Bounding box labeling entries
■ ■ ■ ■
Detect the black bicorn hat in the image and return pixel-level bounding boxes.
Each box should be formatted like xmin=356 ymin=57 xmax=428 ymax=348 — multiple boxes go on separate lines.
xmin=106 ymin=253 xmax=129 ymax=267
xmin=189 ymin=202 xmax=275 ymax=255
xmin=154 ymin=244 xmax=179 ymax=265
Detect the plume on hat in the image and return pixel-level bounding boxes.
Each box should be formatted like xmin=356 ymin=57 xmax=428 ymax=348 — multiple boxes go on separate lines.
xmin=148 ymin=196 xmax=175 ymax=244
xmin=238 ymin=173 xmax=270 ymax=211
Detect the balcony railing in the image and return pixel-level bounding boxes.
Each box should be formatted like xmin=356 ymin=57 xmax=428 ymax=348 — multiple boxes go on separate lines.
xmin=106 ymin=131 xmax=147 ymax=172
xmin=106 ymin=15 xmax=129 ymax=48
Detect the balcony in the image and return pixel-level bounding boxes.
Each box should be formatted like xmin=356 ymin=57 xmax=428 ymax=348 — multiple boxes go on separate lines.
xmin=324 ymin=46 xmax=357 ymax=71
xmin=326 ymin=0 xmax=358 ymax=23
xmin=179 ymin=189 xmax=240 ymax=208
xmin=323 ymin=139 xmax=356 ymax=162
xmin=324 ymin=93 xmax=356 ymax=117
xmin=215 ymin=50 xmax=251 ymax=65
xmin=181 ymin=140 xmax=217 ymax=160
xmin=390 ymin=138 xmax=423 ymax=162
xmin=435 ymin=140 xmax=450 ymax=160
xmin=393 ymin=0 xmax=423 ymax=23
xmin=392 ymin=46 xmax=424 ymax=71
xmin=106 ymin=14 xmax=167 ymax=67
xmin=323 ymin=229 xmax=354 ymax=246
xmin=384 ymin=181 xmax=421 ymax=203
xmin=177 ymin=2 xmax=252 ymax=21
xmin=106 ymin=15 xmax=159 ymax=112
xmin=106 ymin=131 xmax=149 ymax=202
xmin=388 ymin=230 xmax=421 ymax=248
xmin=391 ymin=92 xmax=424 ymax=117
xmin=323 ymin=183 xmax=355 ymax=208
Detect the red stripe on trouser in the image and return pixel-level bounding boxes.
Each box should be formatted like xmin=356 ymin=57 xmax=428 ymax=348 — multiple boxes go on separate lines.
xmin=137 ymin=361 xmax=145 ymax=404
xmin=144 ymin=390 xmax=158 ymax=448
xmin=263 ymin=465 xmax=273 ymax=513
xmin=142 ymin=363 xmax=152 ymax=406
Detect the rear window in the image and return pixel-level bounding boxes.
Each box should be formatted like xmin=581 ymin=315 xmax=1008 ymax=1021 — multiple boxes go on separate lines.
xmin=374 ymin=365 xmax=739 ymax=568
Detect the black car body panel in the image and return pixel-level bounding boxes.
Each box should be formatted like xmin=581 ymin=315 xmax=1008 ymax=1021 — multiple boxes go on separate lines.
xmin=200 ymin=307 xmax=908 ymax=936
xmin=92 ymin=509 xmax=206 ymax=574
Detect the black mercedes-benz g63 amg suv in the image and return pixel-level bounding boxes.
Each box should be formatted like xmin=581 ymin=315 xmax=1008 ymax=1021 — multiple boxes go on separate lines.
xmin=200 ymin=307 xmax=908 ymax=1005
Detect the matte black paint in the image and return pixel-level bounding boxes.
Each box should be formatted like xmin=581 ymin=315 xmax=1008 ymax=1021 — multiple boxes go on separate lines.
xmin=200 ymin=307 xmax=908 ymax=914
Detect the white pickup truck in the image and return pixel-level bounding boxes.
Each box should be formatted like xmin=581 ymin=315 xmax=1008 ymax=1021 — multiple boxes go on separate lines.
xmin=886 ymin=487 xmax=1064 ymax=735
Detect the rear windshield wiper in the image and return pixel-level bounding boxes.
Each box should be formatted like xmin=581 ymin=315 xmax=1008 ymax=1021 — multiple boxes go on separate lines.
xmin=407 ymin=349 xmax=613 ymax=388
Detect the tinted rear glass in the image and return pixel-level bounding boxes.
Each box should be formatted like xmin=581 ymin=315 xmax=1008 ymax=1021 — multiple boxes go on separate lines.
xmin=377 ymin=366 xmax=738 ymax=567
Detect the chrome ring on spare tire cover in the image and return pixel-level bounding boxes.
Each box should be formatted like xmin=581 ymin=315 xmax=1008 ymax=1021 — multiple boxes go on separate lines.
■ ■ ■ ■
● Your goal
Can you render all of the data above as a numbered list, one line per item and no blank lines?

● Solution
1. Detect the black bicorn hat in the image and return pixel-level bounding boxes.
2. Each box should be formatted like xmin=356 ymin=57 xmax=428 ymax=348 — multiple boxes go on separate lines.
3. xmin=106 ymin=253 xmax=129 ymax=267
4. xmin=189 ymin=202 xmax=275 ymax=255
5. xmin=154 ymin=244 xmax=179 ymax=265
6. Detect the plume on hat in the image and return pixel-level bounding boxes.
7. Each box should be formatted like xmin=356 ymin=57 xmax=428 ymax=348 — multiple boxes go on separate lines.
8. xmin=148 ymin=196 xmax=175 ymax=244
9. xmin=238 ymin=173 xmax=270 ymax=211
10. Detect the balcony railing in the image and return pixel-level bounding boxes.
11. Each box should be formatted like xmin=356 ymin=57 xmax=428 ymax=348 — multiple boxes go on separate lines.
12. xmin=106 ymin=131 xmax=147 ymax=172
13. xmin=106 ymin=15 xmax=129 ymax=48
14. Detect the balcony in the image and return pixel-level bounding boxes.
15. Each box should be formatted like xmin=356 ymin=57 xmax=428 ymax=348 — multiple boxes go on separate lines.
16. xmin=324 ymin=46 xmax=357 ymax=71
17. xmin=326 ymin=0 xmax=358 ymax=23
18. xmin=179 ymin=189 xmax=240 ymax=208
19. xmin=323 ymin=139 xmax=356 ymax=162
20. xmin=324 ymin=93 xmax=356 ymax=117
21. xmin=215 ymin=50 xmax=251 ymax=65
22. xmin=181 ymin=140 xmax=217 ymax=160
23. xmin=390 ymin=138 xmax=423 ymax=162
24. xmin=435 ymin=140 xmax=450 ymax=160
25. xmin=393 ymin=0 xmax=423 ymax=23
26. xmin=392 ymin=46 xmax=424 ymax=71
27. xmin=106 ymin=14 xmax=167 ymax=67
28. xmin=323 ymin=229 xmax=354 ymax=246
29. xmin=384 ymin=181 xmax=421 ymax=203
30. xmin=177 ymin=2 xmax=252 ymax=21
31. xmin=106 ymin=15 xmax=159 ymax=112
32. xmin=106 ymin=131 xmax=149 ymax=202
33. xmin=388 ymin=230 xmax=421 ymax=248
34. xmin=391 ymin=92 xmax=424 ymax=117
35. xmin=323 ymin=183 xmax=355 ymax=208
36. Detect the red stripe on trouser in the image and return pixel-level bounding boxes.
37. Each box should be formatted like xmin=356 ymin=57 xmax=428 ymax=348 — multiple boxes go on separate lines.
38. xmin=137 ymin=361 xmax=145 ymax=404
39. xmin=144 ymin=390 xmax=158 ymax=448
40. xmin=263 ymin=465 xmax=273 ymax=513
41. xmin=142 ymin=363 xmax=152 ymax=406
42. Detect the rear window in the image and return pixel-level bounding boxes.
43. Each box should be formatted like xmin=581 ymin=315 xmax=1008 ymax=1021 — multiple boxes go on separate lines.
44. xmin=374 ymin=365 xmax=739 ymax=568
45. Detect the black car body panel in the image and return pixel-level bounding boxes.
46. Each box should be formatted like xmin=581 ymin=315 xmax=1008 ymax=1021 — multiple boxes go on separate lines.
47. xmin=200 ymin=307 xmax=908 ymax=936
48. xmin=92 ymin=509 xmax=206 ymax=574
49. Detect the black mercedes-benz g63 amg suv in the image and return pixel-level bounding boxes.
50. Each box should be formatted like xmin=581 ymin=315 xmax=1008 ymax=1021 — multiple boxes go on separate lines.
51. xmin=200 ymin=307 xmax=908 ymax=1005
52. Detect the matte black paint in the image and return pixel-level bounding boxes.
53. Each box should be formatted like xmin=581 ymin=315 xmax=1008 ymax=1021 — multiple boxes go on separate lines.
54. xmin=200 ymin=307 xmax=908 ymax=914
55. Detect the white pickup truck in the image and return pixel-level bounding boxes.
56. Each box should be formatted like xmin=581 ymin=315 xmax=1008 ymax=1021 — multiple boxes go on separate lines.
57. xmin=886 ymin=487 xmax=1064 ymax=735
58. Detect the rear windshield wiper in the image and return pixel-level bounding boxes.
59. Each box should be formatted like xmin=581 ymin=315 xmax=1008 ymax=1021 — multiple boxes go on separate lines.
60. xmin=407 ymin=349 xmax=613 ymax=388
61. Detect the tinted rear glass in the image and return pixel-level bounding boxes.
62. Each box should be formatted like xmin=581 ymin=315 xmax=1008 ymax=1021 — multiple boxes go on separate lines.
63. xmin=377 ymin=366 xmax=738 ymax=567
64. Detect the chrome ring on spare tire cover in the image and return pixel-level bounding boxes.
65. Each box should be formatted like xmin=581 ymin=315 xmax=1008 ymax=1021 — multiple boxes go on separate lines.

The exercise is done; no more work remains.